> Work to be completed
Swap "instance" for "occurrence" in the lines below, starting with the line containing "Please indicate the football" and going on through the line containing "Please indicate the helmet chin". Return only those lines, leaving everything else in them unchanged.

> Data provided
# # #

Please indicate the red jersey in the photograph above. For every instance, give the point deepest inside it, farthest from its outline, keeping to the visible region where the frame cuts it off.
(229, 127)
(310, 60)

# # #

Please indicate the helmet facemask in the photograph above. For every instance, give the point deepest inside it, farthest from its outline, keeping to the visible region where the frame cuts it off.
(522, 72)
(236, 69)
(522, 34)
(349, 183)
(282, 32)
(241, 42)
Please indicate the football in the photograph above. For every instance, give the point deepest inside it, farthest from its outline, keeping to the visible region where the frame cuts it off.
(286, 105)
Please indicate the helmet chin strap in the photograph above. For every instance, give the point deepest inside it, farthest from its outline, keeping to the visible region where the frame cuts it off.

# # #

> Reply to the task
Please indicate the football in the photograph above. For every occurrence, give the point deepest inside it, farthest from its outline, keeping to the visible region where the frame cuts it off.
(286, 105)
Please indicate the helmet chin strap in the photograph above. For every occurrence, give the point deepest inside it, farthest from its outline, keeping to the visible region where the frame cuts it off.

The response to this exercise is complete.